Brief -
Restate word for word the lines of the entries below, starting with the line that holds "Target: front side window" and ending with the line that holds "Report the position of each instance of the fog", and no others.

Data provided -
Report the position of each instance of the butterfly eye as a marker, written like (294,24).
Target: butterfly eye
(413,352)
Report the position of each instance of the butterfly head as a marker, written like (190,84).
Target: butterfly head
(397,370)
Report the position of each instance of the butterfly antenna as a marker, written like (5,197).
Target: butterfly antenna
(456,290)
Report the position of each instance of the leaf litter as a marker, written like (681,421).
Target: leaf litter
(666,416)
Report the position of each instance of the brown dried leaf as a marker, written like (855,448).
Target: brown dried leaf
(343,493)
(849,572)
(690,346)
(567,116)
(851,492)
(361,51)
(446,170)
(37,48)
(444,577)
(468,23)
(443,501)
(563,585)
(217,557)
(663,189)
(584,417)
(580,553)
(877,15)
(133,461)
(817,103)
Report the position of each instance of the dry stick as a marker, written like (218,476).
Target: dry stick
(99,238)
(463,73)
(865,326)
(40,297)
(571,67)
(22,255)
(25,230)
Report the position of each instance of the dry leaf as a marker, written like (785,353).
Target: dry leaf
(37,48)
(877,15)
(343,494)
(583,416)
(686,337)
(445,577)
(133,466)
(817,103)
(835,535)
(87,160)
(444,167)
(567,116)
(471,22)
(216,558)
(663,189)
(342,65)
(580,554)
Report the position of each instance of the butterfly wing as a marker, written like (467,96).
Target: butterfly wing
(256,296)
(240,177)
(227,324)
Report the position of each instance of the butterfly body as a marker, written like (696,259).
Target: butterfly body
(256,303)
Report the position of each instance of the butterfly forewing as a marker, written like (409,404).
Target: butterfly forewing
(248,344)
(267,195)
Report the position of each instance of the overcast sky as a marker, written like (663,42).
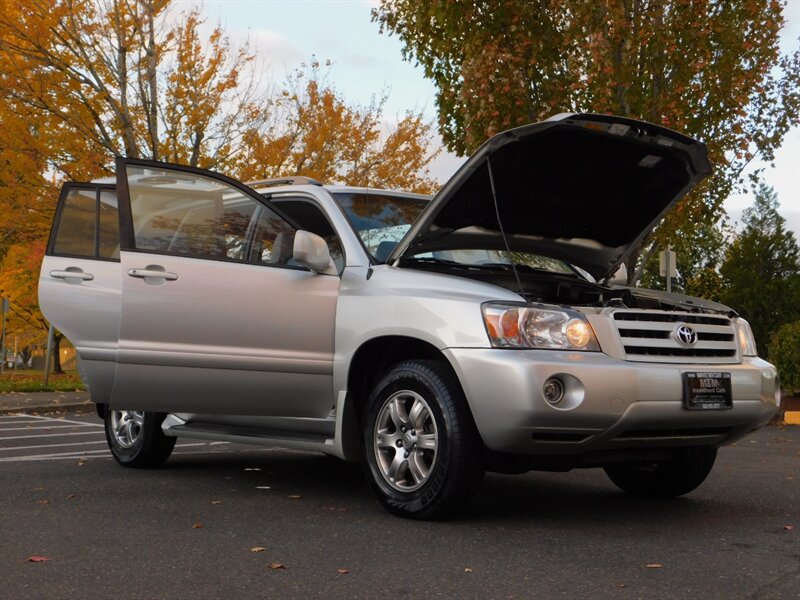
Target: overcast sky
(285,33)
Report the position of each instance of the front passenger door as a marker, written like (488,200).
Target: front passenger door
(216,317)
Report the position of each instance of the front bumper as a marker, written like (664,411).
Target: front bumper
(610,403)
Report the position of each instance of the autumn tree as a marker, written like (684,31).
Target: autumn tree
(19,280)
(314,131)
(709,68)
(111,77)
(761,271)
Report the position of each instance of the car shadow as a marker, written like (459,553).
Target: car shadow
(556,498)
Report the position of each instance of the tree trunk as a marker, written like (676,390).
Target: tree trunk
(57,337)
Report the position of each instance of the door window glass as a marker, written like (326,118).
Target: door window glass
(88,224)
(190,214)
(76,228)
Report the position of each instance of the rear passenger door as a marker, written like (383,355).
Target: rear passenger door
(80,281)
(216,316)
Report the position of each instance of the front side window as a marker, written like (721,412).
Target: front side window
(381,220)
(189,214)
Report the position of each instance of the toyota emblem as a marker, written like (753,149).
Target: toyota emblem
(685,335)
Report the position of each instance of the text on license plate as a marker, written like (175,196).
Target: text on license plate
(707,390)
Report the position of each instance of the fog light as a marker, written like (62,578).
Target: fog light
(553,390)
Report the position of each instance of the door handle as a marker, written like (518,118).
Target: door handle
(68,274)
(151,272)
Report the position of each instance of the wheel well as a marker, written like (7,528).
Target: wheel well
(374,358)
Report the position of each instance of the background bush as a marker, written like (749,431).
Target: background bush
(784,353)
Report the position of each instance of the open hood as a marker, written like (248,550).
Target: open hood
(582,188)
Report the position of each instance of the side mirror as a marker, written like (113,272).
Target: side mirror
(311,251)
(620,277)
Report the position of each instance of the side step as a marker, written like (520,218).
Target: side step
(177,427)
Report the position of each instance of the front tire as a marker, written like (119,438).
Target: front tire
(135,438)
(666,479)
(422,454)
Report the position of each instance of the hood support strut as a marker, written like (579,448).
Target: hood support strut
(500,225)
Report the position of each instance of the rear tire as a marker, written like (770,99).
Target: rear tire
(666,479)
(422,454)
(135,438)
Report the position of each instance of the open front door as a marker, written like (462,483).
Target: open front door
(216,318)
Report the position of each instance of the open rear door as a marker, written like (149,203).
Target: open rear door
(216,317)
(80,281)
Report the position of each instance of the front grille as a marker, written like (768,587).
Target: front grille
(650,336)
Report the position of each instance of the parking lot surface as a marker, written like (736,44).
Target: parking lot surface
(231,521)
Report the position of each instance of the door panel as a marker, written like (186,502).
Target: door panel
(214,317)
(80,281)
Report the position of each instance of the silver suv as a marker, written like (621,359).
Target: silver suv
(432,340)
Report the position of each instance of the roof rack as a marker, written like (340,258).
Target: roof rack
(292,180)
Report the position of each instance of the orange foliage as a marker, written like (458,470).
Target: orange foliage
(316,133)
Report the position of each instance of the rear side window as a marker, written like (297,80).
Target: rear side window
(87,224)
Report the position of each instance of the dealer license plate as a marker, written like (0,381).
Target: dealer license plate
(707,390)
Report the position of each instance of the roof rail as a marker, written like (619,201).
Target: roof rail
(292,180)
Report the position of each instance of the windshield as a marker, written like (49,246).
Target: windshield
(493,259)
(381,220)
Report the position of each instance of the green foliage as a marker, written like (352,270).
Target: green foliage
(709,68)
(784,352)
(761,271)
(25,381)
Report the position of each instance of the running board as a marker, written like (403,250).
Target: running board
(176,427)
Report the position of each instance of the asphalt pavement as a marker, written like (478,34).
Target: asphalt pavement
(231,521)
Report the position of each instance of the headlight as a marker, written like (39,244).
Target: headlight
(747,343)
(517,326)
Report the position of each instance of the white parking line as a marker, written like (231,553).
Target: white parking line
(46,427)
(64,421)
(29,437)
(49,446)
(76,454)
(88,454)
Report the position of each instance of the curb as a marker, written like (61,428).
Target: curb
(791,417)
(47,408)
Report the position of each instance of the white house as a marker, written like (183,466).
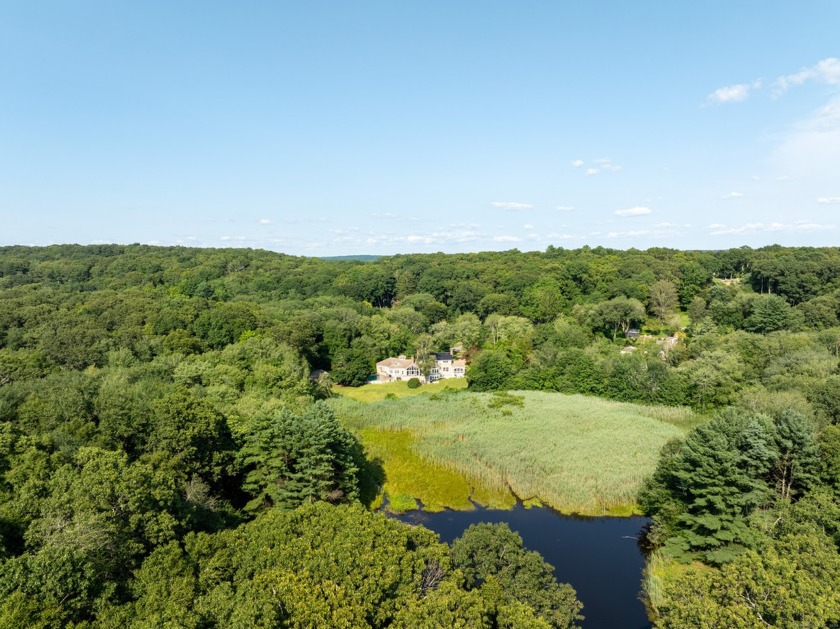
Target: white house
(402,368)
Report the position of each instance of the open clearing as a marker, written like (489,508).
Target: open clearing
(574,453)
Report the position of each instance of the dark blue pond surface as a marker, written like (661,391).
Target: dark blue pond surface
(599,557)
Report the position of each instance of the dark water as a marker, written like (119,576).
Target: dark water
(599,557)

Task solution -
Target: front side window
(381,220)
(189,214)
Report the position of each instance of the toyota emblem as a marker, written like (753,149).
Target: toyota emblem
(685,335)
Report the position of each instance of the text on license plate as a marker, written like (175,196).
Target: text on license plate
(707,390)
Report the position of each instance of the fog light as a marker, written like (62,578).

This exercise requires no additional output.